> _What is required_
Copy every one of the records below word for word, without changing anything.

> _Data supplied_
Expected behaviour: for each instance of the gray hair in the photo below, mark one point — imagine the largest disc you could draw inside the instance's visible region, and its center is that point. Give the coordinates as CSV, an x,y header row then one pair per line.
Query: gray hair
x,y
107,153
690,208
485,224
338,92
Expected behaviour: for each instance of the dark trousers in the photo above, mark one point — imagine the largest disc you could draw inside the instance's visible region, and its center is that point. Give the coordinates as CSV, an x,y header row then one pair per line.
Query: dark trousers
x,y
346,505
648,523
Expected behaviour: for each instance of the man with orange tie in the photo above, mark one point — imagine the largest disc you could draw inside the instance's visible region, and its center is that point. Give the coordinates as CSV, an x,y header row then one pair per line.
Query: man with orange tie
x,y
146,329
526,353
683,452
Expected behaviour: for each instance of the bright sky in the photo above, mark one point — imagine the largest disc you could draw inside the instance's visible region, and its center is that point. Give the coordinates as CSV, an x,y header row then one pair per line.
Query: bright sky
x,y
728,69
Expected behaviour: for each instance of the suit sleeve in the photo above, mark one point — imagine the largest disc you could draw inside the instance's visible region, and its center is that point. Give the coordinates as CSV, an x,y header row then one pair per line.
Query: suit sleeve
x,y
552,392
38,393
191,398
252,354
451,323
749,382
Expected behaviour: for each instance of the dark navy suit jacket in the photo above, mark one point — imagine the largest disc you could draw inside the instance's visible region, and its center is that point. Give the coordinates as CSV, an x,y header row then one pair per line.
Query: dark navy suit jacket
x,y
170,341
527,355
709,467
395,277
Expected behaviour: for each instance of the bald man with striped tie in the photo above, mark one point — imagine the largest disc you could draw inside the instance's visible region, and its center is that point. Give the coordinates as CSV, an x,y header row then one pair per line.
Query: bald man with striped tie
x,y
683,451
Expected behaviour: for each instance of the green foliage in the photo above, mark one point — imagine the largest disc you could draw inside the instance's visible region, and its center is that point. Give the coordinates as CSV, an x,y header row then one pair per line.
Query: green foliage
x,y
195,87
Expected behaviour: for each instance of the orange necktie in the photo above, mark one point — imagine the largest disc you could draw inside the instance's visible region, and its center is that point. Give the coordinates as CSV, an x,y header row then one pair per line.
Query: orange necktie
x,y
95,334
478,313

> _Exercise answer_
Expected behaviour: for each instance of the gray hair in the photo below, mark one point — imagine the largest disc you could draw inside the instance's visible region, and its center is that point. Give the coordinates as CSV, an x,y header row then one pair per line.
Query: gray hair
x,y
107,153
690,208
485,224
338,92
Expected behaviour: for each instance of the dark trousers in the photo above, mark one point — imagine the largest disc you could draw inside the instance's visible region, and its center is that point. Give the coordinates as CSV, an x,y header row then one pair per line.
Query: dark trousers
x,y
346,505
648,523
Expected behaviour: for each instance of the man with orange tie in the photo above, mark one point — imagine the largest disc you could draw inside the instance's visible region, and its center is that point. Give the coordinates as CSV, an x,y header row then one pair per line.
Query: man with orange tie
x,y
146,329
526,353
683,452
Expected behaviour: for each instance of the bright sky in the photo above, mark one point — imagine the largest disc you could draw inside the instance's visible region, and its center is that point. Give the coordinates as CSV, an x,y header row then one pair per line.
Query: bright sky
x,y
728,69
Expected behaviour: for each instance of the suit sleeve in the photo above, mark one point — imagine the largest disc you could draw inside the instance's visible region, and its center is that point. Give the coordinates as CSV, an x,y header row then one pair per line.
Query: suit sleeve
x,y
552,392
38,393
191,398
252,354
451,323
749,382
Expected behaviour: for each instance of the dark navy suit jacket in the photo above, mark one point — imagine the largest disc you could draw inside the instance's visible region, and its center is that point. Give the coordinates as CSV, an x,y header row then one pair per line.
Query: dark navy suit jacket
x,y
170,341
527,355
709,467
395,277
Expected behaviour: for each instance of the bald man with striped tie in the photo above, mark one point — imagine the largest disc you could draw inside the instance's visible region, and its center is that point. Give the coordinates as CSV, an x,y header row then one pair per line.
Query: bald man with striped tie
x,y
683,451
Expected behaviour: for each instance of the green foliage in the photo above, mark one point — imagine the largest disc you could draw inside the instance's visible region, and its center is that point. Give the coordinates as CSV, an x,y header row then one pair per line.
Query: green foliage
x,y
195,87
Expected behaviour: for each instance of the orange necktie in the photo above, mark one point — imagine the largest disc you could draw inside the instance's visible region, and its center is that point. Give the coordinates as CSV, an x,y header row then one pair per line.
Query: orange necktie
x,y
95,334
478,313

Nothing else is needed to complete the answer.